Passage given =
****************************************
MICHAEL SHANAHAN, Plaintiff,
v.
CITY OF CHICAGO, a municipal corporation, RICHARD M. DALEY, both individually and in his official capacity as Mayor of the City of Chicago, RAYMOND OROZCO, both individually and in his official capacity as Fire Commissioner of the City of Chicago, and WILLIAM ALLETTO, Defendants.



The opinion of the court was delivered by: CHARLES R. NORGLE

 Before the court is the defendants' motion to dismiss. For the following reasons, the motion is denied. *fn1"

 FACTS

 The plaintiff, Michael Shanahan ("Shanahan"), was demoted on December 15, 1990 from the position of director of the Department of Apparatus Maintenance, Repair and Supply within the Chicago Fire Department, his job since 1983, to the position of commander of a firefighting company. *fn2" The demotion, which reduced Shanahan's annual salary from approximately $ 75,000 to approximately $ 48,000, allegedly resulted from his refusal to hire and promote supporters of Chicago Mayor Richard M. Daley ("Daley"). Shanahan's refusal was based on concern for other job applicants' rights and safety concerns.
****************************************
Records supplied =
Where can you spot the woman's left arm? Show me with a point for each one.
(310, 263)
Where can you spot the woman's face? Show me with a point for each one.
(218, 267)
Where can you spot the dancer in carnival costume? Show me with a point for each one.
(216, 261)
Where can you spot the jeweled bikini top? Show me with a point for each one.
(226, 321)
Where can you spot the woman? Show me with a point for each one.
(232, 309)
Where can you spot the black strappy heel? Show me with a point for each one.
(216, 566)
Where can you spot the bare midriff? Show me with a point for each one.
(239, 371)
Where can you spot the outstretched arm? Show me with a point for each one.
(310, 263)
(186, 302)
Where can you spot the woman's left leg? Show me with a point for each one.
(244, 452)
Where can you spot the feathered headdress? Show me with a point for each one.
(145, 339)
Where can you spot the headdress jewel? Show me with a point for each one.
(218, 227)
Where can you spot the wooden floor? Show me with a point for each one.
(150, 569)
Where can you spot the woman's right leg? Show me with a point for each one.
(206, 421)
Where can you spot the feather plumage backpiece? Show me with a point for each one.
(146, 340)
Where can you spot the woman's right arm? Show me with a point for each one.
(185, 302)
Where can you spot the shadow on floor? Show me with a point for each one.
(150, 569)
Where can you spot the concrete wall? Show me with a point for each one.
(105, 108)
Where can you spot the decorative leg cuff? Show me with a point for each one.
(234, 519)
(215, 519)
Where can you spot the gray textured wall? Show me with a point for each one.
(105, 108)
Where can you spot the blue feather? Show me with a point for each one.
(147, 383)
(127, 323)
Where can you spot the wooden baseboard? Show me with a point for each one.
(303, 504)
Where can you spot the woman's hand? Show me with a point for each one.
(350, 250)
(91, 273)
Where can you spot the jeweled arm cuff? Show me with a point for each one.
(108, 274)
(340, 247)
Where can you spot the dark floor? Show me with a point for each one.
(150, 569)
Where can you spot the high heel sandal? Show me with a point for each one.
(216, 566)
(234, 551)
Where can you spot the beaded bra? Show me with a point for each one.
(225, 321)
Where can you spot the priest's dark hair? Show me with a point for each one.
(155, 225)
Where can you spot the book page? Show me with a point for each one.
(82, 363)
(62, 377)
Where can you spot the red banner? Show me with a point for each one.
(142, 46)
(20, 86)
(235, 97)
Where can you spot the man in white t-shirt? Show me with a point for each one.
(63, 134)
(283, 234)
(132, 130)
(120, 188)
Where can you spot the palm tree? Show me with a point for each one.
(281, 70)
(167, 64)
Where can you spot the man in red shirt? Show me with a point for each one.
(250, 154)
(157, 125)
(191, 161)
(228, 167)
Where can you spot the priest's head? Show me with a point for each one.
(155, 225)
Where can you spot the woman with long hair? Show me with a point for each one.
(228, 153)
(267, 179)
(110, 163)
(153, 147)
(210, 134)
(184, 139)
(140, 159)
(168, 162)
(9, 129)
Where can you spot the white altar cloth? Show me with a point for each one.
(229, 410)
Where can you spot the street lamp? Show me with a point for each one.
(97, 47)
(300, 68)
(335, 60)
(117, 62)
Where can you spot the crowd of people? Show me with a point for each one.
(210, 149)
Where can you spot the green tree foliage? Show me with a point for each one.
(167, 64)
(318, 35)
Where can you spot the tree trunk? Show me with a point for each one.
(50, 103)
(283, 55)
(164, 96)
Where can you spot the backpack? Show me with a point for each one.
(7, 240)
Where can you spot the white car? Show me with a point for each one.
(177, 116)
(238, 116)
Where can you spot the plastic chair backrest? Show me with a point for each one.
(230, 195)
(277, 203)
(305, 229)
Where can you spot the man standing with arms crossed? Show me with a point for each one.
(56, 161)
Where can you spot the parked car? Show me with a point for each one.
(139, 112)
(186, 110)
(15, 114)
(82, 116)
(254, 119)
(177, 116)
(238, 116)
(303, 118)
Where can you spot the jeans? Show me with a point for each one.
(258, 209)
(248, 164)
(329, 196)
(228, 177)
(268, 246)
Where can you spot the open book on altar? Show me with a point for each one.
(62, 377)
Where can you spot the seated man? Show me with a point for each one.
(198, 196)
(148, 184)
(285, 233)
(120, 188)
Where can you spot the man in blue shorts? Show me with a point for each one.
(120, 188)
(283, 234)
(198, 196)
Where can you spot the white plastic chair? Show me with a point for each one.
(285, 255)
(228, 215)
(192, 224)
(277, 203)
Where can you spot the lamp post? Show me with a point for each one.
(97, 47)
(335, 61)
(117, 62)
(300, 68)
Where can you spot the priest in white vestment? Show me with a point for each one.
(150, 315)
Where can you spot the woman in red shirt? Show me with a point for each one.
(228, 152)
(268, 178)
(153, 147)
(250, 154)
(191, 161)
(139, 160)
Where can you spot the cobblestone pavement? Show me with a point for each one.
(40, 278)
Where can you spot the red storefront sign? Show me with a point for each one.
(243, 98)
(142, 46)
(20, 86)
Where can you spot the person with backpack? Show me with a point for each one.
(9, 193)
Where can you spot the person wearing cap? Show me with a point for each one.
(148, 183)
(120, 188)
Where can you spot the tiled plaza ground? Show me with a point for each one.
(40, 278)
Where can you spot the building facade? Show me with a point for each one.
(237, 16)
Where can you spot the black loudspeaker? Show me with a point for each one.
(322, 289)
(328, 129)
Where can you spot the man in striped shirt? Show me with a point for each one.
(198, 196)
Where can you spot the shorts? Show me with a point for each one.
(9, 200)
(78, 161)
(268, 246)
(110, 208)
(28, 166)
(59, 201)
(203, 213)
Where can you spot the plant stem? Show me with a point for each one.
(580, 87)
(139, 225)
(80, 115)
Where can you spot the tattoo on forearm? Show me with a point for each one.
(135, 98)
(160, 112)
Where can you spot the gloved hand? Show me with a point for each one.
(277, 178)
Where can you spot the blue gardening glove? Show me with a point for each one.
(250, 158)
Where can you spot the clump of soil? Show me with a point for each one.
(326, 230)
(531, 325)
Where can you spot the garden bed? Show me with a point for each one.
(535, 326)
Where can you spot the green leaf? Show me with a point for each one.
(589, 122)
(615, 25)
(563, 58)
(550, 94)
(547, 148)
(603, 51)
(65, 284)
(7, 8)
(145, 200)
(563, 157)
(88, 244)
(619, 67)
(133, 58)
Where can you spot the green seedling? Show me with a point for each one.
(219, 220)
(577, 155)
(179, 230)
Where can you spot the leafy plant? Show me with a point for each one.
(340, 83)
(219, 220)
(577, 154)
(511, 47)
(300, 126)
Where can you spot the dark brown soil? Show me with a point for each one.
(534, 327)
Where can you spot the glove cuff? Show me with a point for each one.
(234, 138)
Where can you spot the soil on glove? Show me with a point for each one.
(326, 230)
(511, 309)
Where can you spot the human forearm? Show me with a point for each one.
****************************************
Work to complete =
A. Translate this sentence from the court opinion into Spanish: "Shanahan's refusal was based on concern for other job applicants' rights and safety concerns."
B. Quote the court opinion starting at "The plaintiff, Michael" and ending at "and safety concerns.".

Answers by task =
A. La negativa de Shanahan se basó en la preocupación por los derechos de otros solicitantes de empleo y en preocupaciones de seguridad.

B.
The plaintiff, Michael Shanahan ("Shanahan"), was demoted on December 15, 1990 from the position of director of the Department of Apparatus Maintenance, Repair and Supply within the Chicago Fire Department, his job since 1983, to the position of commander of a firefighting company. *fn2" The demotion, which reduced Shanahan's annual salary from approximately $ 75,000 to approximately $ 48,000, allegedly resulted from his refusal to hire and promote supporters of Chicago Mayor Richard M. Daley ("Daley"). Shanahan's refusal was based on concern for other job applicants' rights and safety concerns.